#### [Records shown]
## Begin

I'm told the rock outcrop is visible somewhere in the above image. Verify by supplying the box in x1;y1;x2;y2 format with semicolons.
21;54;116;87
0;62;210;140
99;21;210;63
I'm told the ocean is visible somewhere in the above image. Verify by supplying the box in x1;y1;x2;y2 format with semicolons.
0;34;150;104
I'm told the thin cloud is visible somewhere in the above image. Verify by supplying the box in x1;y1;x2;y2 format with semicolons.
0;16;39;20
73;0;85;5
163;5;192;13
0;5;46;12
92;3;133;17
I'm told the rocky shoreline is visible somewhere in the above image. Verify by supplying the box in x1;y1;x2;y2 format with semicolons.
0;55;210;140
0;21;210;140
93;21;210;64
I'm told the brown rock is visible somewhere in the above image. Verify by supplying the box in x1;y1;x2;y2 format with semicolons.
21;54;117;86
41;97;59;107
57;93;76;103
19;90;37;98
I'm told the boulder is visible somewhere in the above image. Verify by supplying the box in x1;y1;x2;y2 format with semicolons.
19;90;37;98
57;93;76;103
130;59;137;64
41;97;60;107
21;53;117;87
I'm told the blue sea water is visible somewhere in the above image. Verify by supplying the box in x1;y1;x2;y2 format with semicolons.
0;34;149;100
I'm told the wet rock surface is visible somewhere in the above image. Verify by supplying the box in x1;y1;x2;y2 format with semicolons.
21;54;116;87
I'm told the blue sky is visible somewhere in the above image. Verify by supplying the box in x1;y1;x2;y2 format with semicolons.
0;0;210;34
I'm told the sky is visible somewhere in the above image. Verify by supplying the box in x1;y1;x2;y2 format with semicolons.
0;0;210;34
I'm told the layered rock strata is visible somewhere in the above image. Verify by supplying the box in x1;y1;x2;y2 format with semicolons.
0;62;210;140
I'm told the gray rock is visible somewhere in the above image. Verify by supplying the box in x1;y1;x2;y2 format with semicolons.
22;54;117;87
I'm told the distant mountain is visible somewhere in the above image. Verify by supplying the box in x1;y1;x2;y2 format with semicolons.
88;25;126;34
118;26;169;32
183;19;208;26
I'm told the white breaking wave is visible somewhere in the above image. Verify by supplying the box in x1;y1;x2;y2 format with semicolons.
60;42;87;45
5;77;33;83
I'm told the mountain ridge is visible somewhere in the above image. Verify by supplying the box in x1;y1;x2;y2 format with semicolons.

## End

#### [Exercise brief]
Reproduce every line above word for word, in the same order.

#### [Answer]
I'm told the rock outcrop is visible somewhere in the above image. Verify by supplying the box in x1;y1;x2;y2 format with semicolons.
21;54;116;87
0;62;210;140
99;21;210;63
I'm told the ocean is visible somewhere in the above image. Verify by supplying the box in x1;y1;x2;y2 format with semicolons.
0;34;150;104
I'm told the thin cloud is visible somewhere in the above image. Verify by supplying the box in x1;y1;x2;y2 format with semicolons.
0;16;39;20
73;0;85;5
163;5;192;13
0;5;46;12
92;3;133;17
I'm told the rocky shoreline is visible somewhere in the above image. Verify by supplying the box in x1;y1;x2;y2 format with semicolons.
0;55;210;140
0;21;210;140
93;21;210;64
I'm told the brown rock is visible somewhere in the above image. Verify by supplying the box in x1;y1;x2;y2 format with semicolons.
21;54;117;86
41;97;59;107
57;93;76;103
19;90;37;98
I'm told the boulder is visible somewhere in the above image. Verify by supplying the box in x1;y1;x2;y2 format with semicolons.
19;90;37;98
57;93;76;103
130;59;137;64
41;97;60;107
21;53;117;87
I'm told the blue sea water is visible somewhere in the above image. Verify by supplying the box in x1;y1;x2;y2 format with semicolons.
0;34;149;100
I'm told the wet rock surface is visible somewhere in the above image. Verify by supplying the box in x1;y1;x2;y2 format with semicolons.
21;54;116;87
I'm told the blue sky is visible somewhere in the above image. Verify by supplying the box in x1;y1;x2;y2 format with semicolons.
0;0;210;34
I'm told the sky is visible somewhere in the above image. Verify by supplying the box in x1;y1;x2;y2 format with semicolons.
0;0;210;34
I'm told the layered rock strata is visible somewhere in the above image. Verify by supplying the box in x1;y1;x2;y2 format with semicolons.
0;62;210;140
I'm told the gray rock is visible somewhere in the above image. Verify by supplying the box in x1;y1;x2;y2 format with semicolons.
22;54;117;87
I'm told the distant mountain is visible somewhere in the above image. Verify by supplying the box in x1;y1;x2;y2 format with semicolons.
88;25;126;34
118;26;169;32
183;19;208;26
I'm told the white breaking wave is visible somewhere in the above image. Verify by supplying the box in x1;y1;x2;y2 format with semicolons.
60;42;87;45
5;77;33;83
I'm told the mountain ridge is visible somewhere in the above image. Verify by supplying the box in x1;y1;x2;y2 format with semicolons.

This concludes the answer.